REQUIRED WORK » Starting with the line that contains "Mark each instance of the beetle's" and going on through the end of the records, change every "charred" to "blackened" and write out those lines again with nothing else altered.

### RECORDS TO USE

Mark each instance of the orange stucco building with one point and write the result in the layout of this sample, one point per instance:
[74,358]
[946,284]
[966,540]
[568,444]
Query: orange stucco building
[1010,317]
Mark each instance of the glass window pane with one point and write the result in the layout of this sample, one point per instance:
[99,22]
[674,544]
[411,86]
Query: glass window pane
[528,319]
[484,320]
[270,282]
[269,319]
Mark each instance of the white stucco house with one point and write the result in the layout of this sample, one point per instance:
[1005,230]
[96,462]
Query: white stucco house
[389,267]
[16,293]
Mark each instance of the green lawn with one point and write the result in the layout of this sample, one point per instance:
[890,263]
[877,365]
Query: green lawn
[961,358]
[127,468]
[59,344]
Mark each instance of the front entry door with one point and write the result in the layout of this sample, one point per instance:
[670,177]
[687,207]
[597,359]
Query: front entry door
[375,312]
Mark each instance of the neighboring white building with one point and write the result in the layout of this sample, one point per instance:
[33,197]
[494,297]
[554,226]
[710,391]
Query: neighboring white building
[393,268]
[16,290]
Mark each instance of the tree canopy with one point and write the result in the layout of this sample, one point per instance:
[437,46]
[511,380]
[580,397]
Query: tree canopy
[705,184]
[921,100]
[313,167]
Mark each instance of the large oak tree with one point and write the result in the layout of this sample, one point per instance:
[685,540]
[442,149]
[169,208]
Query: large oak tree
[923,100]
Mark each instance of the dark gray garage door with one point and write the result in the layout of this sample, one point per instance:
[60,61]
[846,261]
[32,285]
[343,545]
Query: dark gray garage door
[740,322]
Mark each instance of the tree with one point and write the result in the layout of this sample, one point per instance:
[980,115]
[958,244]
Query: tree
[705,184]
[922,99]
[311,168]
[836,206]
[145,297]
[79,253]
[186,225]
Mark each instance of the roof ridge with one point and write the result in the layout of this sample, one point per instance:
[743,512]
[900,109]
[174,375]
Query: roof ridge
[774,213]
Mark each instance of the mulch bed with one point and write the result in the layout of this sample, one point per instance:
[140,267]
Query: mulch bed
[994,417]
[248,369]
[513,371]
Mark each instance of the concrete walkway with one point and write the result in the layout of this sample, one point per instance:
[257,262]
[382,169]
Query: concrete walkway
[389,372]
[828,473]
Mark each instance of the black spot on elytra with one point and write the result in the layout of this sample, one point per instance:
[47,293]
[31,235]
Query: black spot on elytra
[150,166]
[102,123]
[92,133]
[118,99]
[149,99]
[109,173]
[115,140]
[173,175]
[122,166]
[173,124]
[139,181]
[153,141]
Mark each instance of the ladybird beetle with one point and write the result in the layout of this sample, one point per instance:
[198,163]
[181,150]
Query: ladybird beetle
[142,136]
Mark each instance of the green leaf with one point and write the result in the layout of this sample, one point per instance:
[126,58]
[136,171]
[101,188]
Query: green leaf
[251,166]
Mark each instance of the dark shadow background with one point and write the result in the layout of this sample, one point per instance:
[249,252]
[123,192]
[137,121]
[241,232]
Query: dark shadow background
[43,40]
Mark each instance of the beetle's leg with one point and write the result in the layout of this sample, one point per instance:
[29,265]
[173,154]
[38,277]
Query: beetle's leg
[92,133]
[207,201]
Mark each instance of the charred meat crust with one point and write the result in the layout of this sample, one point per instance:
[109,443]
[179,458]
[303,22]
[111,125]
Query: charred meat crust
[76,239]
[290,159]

######

THE REPLY »
Mark each instance of the beetle's leg with one point and write the result in the layout of this sample, one point per instance:
[29,265]
[173,154]
[38,277]
Query: beetle's leg
[92,133]
[207,201]
Mark each instance of the blackened meat crust with one point and write the result in the layout of this sample, one point per instance:
[109,443]
[179,458]
[303,22]
[111,125]
Query: blackened meat crust
[76,239]
[290,159]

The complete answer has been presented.